Activity: Your task is to copy every line of the entries that contains "below".

Provided information:
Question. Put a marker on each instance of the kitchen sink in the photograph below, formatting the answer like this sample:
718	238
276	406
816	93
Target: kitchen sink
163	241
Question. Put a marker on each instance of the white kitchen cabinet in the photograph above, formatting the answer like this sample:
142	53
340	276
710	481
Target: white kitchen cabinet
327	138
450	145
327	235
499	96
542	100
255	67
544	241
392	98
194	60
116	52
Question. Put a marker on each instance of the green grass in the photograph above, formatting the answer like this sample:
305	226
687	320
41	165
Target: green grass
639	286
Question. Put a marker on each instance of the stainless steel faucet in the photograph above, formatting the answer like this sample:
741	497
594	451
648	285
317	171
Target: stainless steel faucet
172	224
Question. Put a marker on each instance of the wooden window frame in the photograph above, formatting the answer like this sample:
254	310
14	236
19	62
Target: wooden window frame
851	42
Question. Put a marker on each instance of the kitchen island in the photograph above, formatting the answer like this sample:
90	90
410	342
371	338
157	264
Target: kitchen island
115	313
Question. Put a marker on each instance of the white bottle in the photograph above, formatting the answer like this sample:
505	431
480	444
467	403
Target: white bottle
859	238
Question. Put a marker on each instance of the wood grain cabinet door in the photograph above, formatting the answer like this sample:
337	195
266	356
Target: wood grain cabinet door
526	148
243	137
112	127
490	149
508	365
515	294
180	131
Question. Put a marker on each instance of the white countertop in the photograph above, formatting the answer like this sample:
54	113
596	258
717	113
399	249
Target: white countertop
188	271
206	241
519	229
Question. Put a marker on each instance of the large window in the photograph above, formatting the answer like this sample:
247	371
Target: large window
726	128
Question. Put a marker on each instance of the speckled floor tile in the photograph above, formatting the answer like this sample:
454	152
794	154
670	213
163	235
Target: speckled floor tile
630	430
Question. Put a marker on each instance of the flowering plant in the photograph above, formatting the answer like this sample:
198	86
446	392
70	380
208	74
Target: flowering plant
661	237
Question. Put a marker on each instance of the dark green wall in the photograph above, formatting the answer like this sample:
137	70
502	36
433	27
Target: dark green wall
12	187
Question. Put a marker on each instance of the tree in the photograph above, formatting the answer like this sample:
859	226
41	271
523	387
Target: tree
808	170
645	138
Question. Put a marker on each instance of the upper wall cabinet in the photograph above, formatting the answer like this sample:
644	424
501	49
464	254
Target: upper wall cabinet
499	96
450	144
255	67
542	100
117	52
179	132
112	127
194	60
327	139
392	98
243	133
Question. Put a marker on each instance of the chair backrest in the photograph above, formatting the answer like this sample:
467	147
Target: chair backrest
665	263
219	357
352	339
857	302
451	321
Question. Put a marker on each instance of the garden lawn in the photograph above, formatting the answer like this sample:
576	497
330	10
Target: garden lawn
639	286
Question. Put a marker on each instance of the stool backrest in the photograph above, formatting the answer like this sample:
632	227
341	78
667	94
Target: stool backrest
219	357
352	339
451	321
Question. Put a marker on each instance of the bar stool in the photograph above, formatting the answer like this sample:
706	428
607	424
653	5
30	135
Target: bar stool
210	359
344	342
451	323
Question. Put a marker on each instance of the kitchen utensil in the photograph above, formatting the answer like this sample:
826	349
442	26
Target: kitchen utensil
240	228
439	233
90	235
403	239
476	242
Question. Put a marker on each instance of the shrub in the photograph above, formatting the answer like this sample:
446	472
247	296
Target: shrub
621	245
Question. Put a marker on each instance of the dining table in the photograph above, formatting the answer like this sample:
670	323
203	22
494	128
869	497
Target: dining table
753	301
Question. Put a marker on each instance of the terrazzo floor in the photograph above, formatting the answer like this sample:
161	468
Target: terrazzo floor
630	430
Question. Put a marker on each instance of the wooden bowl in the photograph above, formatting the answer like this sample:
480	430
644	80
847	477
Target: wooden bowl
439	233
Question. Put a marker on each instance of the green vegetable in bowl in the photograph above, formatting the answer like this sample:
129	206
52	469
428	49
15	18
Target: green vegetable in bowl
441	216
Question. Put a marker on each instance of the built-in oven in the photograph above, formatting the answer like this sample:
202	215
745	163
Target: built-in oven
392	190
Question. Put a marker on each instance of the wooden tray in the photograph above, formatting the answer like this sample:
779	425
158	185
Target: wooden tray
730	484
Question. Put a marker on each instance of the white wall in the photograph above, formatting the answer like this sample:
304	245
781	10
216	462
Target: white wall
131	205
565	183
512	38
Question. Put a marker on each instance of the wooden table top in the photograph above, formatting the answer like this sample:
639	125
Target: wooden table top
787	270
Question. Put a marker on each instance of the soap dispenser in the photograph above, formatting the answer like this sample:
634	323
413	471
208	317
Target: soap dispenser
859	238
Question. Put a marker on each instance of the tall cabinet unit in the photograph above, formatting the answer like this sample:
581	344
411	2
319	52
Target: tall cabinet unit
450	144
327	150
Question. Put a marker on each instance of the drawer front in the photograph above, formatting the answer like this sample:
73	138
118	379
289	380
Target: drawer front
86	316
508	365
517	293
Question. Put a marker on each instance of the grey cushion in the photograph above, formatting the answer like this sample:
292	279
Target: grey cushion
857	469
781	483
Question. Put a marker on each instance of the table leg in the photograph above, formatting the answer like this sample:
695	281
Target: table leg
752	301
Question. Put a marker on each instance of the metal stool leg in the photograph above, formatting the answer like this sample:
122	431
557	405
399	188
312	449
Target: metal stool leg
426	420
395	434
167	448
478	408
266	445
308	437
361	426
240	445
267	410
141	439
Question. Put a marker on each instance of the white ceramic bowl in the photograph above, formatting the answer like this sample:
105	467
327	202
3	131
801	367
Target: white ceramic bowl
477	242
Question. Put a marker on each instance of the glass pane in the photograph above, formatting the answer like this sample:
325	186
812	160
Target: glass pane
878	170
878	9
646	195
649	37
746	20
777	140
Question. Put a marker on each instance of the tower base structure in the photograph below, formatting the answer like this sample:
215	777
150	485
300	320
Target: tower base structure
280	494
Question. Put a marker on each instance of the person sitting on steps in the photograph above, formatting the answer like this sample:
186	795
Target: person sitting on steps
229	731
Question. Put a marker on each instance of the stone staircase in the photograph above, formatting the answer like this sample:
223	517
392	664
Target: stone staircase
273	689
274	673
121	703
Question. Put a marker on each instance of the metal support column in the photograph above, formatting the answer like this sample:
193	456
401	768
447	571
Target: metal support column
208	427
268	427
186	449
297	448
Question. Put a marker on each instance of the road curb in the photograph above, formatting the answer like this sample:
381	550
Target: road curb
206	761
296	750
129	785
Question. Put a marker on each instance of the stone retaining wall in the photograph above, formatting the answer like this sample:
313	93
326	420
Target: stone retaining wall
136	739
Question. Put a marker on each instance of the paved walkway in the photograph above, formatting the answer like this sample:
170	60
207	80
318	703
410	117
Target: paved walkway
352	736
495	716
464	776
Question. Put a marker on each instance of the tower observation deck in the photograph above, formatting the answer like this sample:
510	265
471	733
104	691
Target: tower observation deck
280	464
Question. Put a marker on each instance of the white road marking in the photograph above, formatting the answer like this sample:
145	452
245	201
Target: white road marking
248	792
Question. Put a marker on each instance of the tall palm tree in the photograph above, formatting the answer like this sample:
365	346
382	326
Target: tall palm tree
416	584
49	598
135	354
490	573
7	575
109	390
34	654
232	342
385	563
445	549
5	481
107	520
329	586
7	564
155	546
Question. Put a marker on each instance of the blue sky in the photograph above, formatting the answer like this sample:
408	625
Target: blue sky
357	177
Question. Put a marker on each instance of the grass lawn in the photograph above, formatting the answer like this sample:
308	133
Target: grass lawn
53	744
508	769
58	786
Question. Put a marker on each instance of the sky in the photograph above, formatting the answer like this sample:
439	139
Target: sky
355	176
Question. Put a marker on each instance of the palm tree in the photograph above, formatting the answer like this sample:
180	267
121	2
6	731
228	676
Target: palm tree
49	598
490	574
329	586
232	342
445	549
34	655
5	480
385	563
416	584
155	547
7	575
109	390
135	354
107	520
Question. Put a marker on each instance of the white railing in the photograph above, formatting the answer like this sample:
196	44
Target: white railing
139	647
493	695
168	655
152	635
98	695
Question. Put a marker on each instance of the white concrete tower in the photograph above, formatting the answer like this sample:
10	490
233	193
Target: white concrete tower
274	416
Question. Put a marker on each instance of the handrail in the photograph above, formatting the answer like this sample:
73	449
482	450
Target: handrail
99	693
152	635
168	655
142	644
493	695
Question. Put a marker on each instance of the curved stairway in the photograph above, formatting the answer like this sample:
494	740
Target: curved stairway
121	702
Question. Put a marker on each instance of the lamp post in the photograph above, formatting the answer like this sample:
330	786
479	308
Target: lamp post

Your solution:
Question. Put a marker on each instance of the kitchen sink in the photograph below, formatting the answer like this sample:
Question. Put a marker on each instance of the tower base structure in the photograph below, formatting the answer like this sample:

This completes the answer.